**PROBLEM DESCRIPTION**
Without the images, output each record below as it stands.

** START DATA SHOWN **

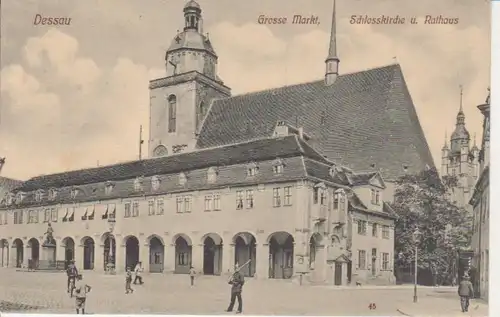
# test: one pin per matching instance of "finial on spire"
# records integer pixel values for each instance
(332, 61)
(461, 98)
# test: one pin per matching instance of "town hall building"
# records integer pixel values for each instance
(290, 181)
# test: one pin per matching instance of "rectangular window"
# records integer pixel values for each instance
(160, 208)
(151, 207)
(46, 215)
(276, 197)
(288, 196)
(187, 203)
(362, 259)
(127, 210)
(385, 261)
(385, 232)
(180, 204)
(54, 214)
(216, 201)
(239, 199)
(362, 227)
(208, 202)
(249, 196)
(323, 197)
(135, 209)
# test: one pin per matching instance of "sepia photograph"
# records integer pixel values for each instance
(279, 157)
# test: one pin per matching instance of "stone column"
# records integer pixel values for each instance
(78, 256)
(144, 256)
(169, 258)
(228, 259)
(99, 258)
(120, 256)
(262, 265)
(197, 257)
(26, 254)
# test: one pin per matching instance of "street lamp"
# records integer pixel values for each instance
(416, 233)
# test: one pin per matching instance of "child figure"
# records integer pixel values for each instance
(192, 274)
(128, 281)
(81, 290)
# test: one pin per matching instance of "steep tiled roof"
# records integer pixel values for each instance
(9, 183)
(258, 150)
(364, 118)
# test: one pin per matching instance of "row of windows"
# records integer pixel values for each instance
(362, 260)
(212, 173)
(362, 224)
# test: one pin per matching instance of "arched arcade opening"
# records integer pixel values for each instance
(245, 248)
(281, 255)
(212, 254)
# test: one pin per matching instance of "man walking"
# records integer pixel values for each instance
(72, 273)
(465, 291)
(137, 271)
(81, 290)
(237, 280)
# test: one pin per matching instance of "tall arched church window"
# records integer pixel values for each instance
(172, 113)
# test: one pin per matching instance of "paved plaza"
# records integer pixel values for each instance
(172, 294)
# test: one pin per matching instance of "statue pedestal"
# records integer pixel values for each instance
(48, 257)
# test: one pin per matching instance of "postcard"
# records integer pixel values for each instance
(280, 157)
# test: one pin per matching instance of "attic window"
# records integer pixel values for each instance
(138, 184)
(278, 166)
(39, 195)
(212, 174)
(74, 193)
(108, 188)
(252, 170)
(52, 194)
(182, 179)
(155, 182)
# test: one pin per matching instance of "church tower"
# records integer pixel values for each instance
(460, 160)
(179, 102)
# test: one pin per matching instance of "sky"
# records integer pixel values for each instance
(75, 96)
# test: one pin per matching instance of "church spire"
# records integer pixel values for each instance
(332, 61)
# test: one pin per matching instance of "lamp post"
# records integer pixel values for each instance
(415, 238)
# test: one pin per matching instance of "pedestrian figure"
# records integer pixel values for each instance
(137, 271)
(465, 291)
(236, 281)
(72, 273)
(81, 290)
(192, 274)
(128, 281)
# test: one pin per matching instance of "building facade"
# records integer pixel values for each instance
(481, 204)
(284, 207)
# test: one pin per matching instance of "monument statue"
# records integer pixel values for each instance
(49, 236)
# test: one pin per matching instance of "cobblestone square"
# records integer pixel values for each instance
(172, 294)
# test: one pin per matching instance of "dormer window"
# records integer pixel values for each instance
(19, 197)
(108, 188)
(252, 170)
(74, 193)
(155, 183)
(278, 166)
(10, 198)
(375, 195)
(182, 179)
(52, 194)
(39, 195)
(212, 174)
(339, 200)
(138, 184)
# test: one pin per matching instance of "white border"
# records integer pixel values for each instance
(494, 278)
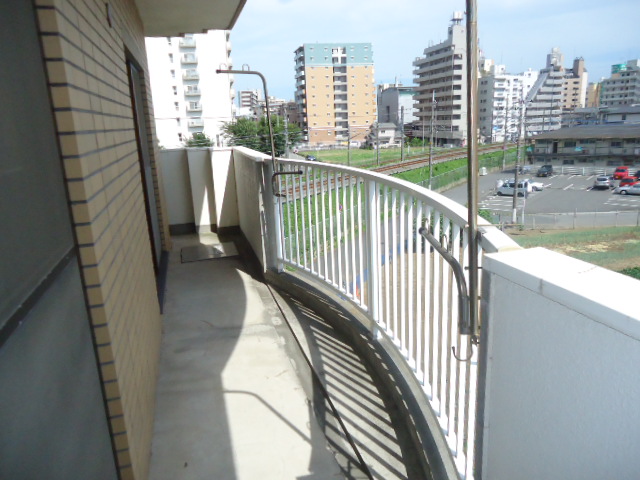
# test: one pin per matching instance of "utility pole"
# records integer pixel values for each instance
(348, 145)
(506, 124)
(286, 135)
(472, 328)
(378, 143)
(515, 186)
(401, 134)
(433, 107)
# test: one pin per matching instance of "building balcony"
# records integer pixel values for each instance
(190, 75)
(192, 91)
(341, 263)
(188, 58)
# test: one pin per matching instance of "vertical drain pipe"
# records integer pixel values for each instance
(472, 155)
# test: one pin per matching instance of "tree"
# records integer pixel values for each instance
(198, 139)
(255, 135)
(243, 133)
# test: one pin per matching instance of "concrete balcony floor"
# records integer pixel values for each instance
(236, 398)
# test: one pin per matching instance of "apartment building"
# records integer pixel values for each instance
(623, 87)
(499, 99)
(441, 74)
(248, 98)
(593, 95)
(335, 91)
(574, 88)
(85, 235)
(183, 82)
(556, 90)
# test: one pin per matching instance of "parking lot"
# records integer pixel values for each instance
(562, 193)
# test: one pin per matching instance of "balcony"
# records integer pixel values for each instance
(188, 58)
(187, 42)
(357, 280)
(195, 123)
(190, 75)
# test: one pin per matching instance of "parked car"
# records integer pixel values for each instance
(621, 172)
(628, 181)
(628, 189)
(545, 171)
(602, 182)
(507, 188)
(536, 186)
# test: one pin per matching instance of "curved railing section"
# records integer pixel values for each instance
(359, 232)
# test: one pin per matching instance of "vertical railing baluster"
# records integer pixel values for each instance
(402, 260)
(387, 262)
(435, 319)
(324, 177)
(332, 238)
(361, 233)
(372, 239)
(411, 243)
(420, 317)
(303, 218)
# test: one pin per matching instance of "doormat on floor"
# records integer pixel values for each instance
(208, 252)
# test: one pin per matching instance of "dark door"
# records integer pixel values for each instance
(145, 164)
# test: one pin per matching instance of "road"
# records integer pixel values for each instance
(561, 194)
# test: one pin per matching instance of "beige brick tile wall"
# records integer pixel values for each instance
(86, 61)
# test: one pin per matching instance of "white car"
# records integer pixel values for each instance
(628, 189)
(507, 188)
(536, 186)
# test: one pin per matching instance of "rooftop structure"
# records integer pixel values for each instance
(441, 85)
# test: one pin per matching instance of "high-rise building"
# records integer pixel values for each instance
(335, 91)
(248, 98)
(574, 88)
(556, 90)
(623, 87)
(185, 86)
(441, 86)
(499, 98)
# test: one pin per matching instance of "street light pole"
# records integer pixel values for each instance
(433, 105)
(506, 123)
(515, 185)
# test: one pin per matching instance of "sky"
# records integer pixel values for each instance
(515, 33)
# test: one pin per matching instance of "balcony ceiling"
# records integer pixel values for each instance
(171, 18)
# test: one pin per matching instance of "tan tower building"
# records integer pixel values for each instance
(335, 91)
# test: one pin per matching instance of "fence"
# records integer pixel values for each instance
(357, 232)
(571, 220)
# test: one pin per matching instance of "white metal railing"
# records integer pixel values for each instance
(357, 231)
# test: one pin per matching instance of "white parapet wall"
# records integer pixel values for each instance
(562, 384)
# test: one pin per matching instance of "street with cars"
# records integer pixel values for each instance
(557, 193)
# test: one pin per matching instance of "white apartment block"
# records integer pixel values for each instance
(499, 98)
(623, 87)
(335, 92)
(556, 90)
(188, 95)
(442, 74)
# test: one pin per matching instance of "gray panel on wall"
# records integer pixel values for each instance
(52, 418)
(33, 209)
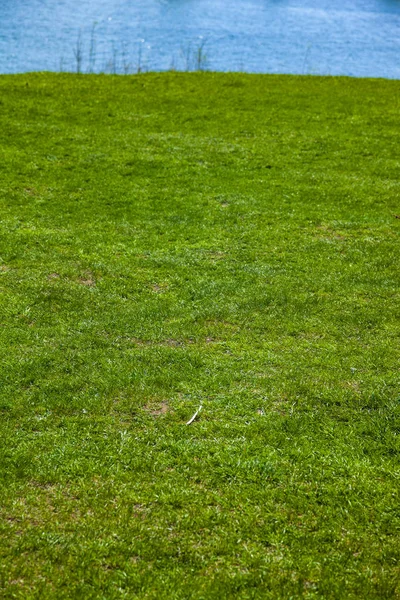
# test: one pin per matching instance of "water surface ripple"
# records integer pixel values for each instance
(353, 37)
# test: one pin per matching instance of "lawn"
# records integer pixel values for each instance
(176, 240)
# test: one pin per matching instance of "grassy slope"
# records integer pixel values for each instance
(176, 239)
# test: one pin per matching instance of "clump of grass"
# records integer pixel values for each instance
(176, 240)
(119, 61)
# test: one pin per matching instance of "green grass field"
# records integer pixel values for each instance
(177, 240)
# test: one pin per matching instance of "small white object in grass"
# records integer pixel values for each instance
(194, 416)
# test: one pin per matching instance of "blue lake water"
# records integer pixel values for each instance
(347, 37)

** END DATA SHOWN **

**CORRECT OUTPUT**
# test: one pin per matching instance of "finial on spire"
# records integer pixel values for each instance
(332, 61)
(461, 98)
# test: one pin per matching instance of "town hall building"
# records integer pixel values for each instance
(290, 181)
# test: one pin per matching instance of "rectangular window"
# records integer pixel values for each instance
(160, 208)
(151, 207)
(46, 215)
(276, 197)
(288, 196)
(187, 203)
(362, 259)
(127, 210)
(385, 261)
(385, 232)
(180, 204)
(54, 214)
(216, 201)
(239, 199)
(362, 227)
(208, 202)
(249, 196)
(323, 197)
(135, 209)
# test: one pin per matching instance of "sepia photograph"
# records integer pixel values for each instance
(279, 157)
# test: one pin per matching instance of "stone column"
# records integer pixel values for each instance
(78, 256)
(144, 256)
(169, 258)
(228, 259)
(99, 258)
(120, 256)
(262, 265)
(197, 257)
(26, 254)
# test: one pin per matching instance of "street lamp"
# records integer pixel values for each instance
(416, 233)
# test: one pin per matching instance of "child figure"
# records integer pixel values for each instance
(192, 274)
(128, 281)
(81, 290)
# test: one pin per matching instance of "steep tiled roof"
# records integer pixel values for each instance
(9, 183)
(258, 150)
(364, 118)
# test: one pin per matching instance of "row of windows"
# records integer pixel values for each instance
(362, 260)
(212, 173)
(362, 224)
# test: one pin per matching instance of "arched arcade opening"
# records integer pixel values for each instance
(245, 248)
(281, 255)
(212, 254)
# test: one pin per matching instance of "man walking"
# records integer pixel values for each instance
(72, 273)
(465, 291)
(137, 271)
(81, 290)
(237, 280)
# test: one pin per matching instance of "tall arched church window"
# records integer pixel values for each instance
(172, 113)
# test: one pin per matching instance of "paved plaza"
# records integer pixel values for each instance
(172, 294)
# test: one pin per matching instance of "statue pedestal"
# records integer pixel values for each instance
(48, 257)
# test: one pin per matching instance of "postcard"
# records integer pixel values for each instance
(280, 157)
# test: one pin per matching instance of "attic window"
# records integer pixel values for each instance
(138, 184)
(278, 166)
(39, 195)
(212, 174)
(74, 193)
(108, 188)
(252, 170)
(52, 194)
(182, 179)
(155, 182)
# test: one pin per matching instance of "church tower"
# records integer pixel values for each instance
(460, 160)
(179, 102)
# test: one pin per matching instance of "sky"
# records integer pixel values for each instance
(75, 96)
# test: one pin per matching instance of "church spire"
# records integer pixel values for each instance
(332, 61)
# test: one pin per matching instance of "lamp post"
# records integer pixel values for each instance
(415, 238)
# test: one pin per matching instance of "pedestrian figure"
# records integer pixel values for each instance
(137, 271)
(465, 291)
(236, 281)
(72, 273)
(81, 290)
(192, 274)
(128, 281)
# test: one pin per matching instance of "building facade"
# records integer pixel values for each instance
(481, 204)
(284, 207)
# test: one pin per matching instance of "monument statue"
# records integer pixel values for each instance
(49, 236)
# test: one pin per matching instance of "cobblestone square"
# records integer pixel values for each instance
(172, 294)
# test: one pin per matching instance of "dormer window"
# records integer pixel values for each instance
(19, 197)
(108, 188)
(252, 170)
(74, 193)
(155, 183)
(278, 166)
(10, 198)
(375, 195)
(182, 179)
(52, 194)
(39, 195)
(212, 174)
(339, 200)
(138, 184)
# test: one pin per matching instance of "white border"
# records integer pixel values for each instance
(494, 278)
# test: one pin per matching instance of "utility pole"
# records integer pixel values for each instance
(348, 145)
(506, 124)
(286, 135)
(472, 328)
(378, 143)
(515, 186)
(401, 134)
(433, 107)
# test: one pin per matching instance of "building balcony"
# records integer pixel values for each instance
(190, 75)
(192, 91)
(341, 263)
(188, 58)
# test: one pin per matching instance of "vertical drain pipe"
# records integer pixel values for each instance
(472, 155)
# test: one pin per matching instance of "tree"
# records integer pixel values for each instance
(198, 139)
(255, 135)
(243, 133)
# test: one pin per matching instance of "concrete balcony floor"
# records integer pixel values for each instance
(236, 398)
# test: one pin per matching instance of "apartment building"
# records integer pixel values for each instance
(623, 87)
(499, 99)
(441, 74)
(248, 98)
(593, 95)
(335, 91)
(574, 88)
(85, 235)
(183, 82)
(556, 90)
# test: one pin per matching instance of "parking lot"
# records integer pixel values for each instance
(562, 193)
# test: one pin per matching instance of "balcony"
# records integer pixel values for each instance
(188, 58)
(187, 42)
(357, 280)
(195, 123)
(190, 75)
# test: one pin per matching instance of "parked car"
# records integer pixel values for each instance
(621, 172)
(628, 181)
(628, 189)
(545, 171)
(602, 182)
(507, 188)
(536, 186)
# test: one pin per matching instance of "curved railing section"
# records integer pixel values for each instance
(359, 232)
# test: one pin per matching instance of "vertical railing baluster"
# records integer pixel values for each instance
(402, 260)
(387, 262)
(435, 319)
(324, 177)
(332, 238)
(361, 233)
(372, 239)
(411, 243)
(420, 317)
(303, 218)
# test: one pin per matching instance of "doormat on floor"
# records integer pixel values for each instance
(208, 252)
# test: one pin per matching instance of "dark door"
# records integer pixel values for each instance
(145, 164)
# test: one pin per matching instance of "road"
# records integer pixel values for each instance
(561, 194)
# test: one pin per matching instance of "beige brick tile wall"
# records integer pixel values for each instance
(86, 61)
# test: one pin per matching instance of "white car"
# records integer pixel values for each instance
(628, 189)
(507, 188)
(536, 186)
# test: one pin per matching instance of "rooftop structure"
# records integer pixel values for each instance
(441, 85)
# test: one pin per matching instance of "high-rise building"
# records integer pixel values for each instance
(335, 91)
(248, 98)
(574, 88)
(556, 90)
(623, 87)
(185, 86)
(441, 86)
(499, 98)
# test: one pin per matching instance of "street light pole"
# records integer pixel values for each instance
(433, 105)
(506, 123)
(515, 185)
# test: one pin per matching instance of "sky"
# records integer pixel values for each instance
(515, 33)
# test: one pin per matching instance of "balcony ceiling"
# records integer pixel values for each instance
(171, 18)
# test: one pin per matching instance of "tan tower building"
# records integer pixel values for each instance
(335, 91)
# test: one pin per matching instance of "fence"
# records integer pixel values for each instance
(357, 232)
(571, 220)
# test: one pin per matching instance of "white metal railing"
# records integer pixel values for each instance
(357, 231)
# test: one pin per matching instance of "white parapet wall"
# records integer pixel values for each instance
(562, 384)
# test: one pin per matching instance of "street with cars"
# records integer pixel values for each instance
(557, 193)
# test: one pin per matching instance of "white apartment block"
# records integer pixel values for each instance
(499, 98)
(623, 87)
(335, 92)
(556, 90)
(188, 95)
(442, 74)
# test: one pin per matching instance of "gray panel on wall"
# records integer pixel values for each instance
(52, 418)
(33, 209)
# test: one pin per matching instance of "water surface ripple"
# records integer pixel values for each instance
(353, 37)
# test: one pin per matching instance of "lawn"
# records integer pixel values for each instance
(176, 240)
# test: one pin per matching instance of "grassy slope"
# records integer pixel values for each instance
(176, 239)
# test: one pin per matching instance of "clump of grass"
# records integer pixel values for each instance
(176, 240)
(119, 61)
# test: one pin per matching instance of "green grass field"
# records integer pixel values for each instance
(177, 240)
# test: one pin per matching instance of "small white object in grass"
# records integer pixel values for each instance
(194, 416)
# test: one pin per matching instance of "blue lake water"
# records integer pixel values for each instance
(347, 37)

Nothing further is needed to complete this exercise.